## Entries provided
------------------------------------------------------------
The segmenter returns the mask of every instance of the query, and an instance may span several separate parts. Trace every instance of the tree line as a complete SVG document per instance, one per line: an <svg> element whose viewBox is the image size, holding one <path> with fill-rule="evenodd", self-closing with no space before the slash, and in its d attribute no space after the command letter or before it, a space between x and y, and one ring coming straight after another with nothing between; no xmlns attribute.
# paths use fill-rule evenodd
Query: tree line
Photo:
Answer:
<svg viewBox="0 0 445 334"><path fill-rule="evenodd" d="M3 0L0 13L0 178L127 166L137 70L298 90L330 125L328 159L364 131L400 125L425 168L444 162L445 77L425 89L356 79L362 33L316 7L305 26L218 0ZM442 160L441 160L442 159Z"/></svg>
------------------------------------------------------------
## Problem details
Convert the lines above into a JSON list of strings, with one string per line and no blank lines.

## Output of the task
[
  "The segmenter returns the mask of every instance of the query, and an instance may span several separate parts. Trace every instance of the tree line as a complete SVG document per instance, one per line: an <svg> element whose viewBox is the image size, holding one <path> with fill-rule=\"evenodd\", self-closing with no space before the slash, and in its d attribute no space after the command letter or before it, a space between x and y, and one ring coming straight after another with nothing between; no xmlns attribute.",
  "# paths use fill-rule evenodd",
  "Query: tree line",
  "Photo:",
  "Answer:",
  "<svg viewBox=\"0 0 445 334\"><path fill-rule=\"evenodd\" d=\"M3 0L0 13L0 178L127 166L137 70L298 90L330 125L328 159L364 131L400 125L425 168L444 162L445 77L425 89L356 79L362 33L316 7L305 26L218 0ZM442 160L441 160L442 159Z\"/></svg>"
]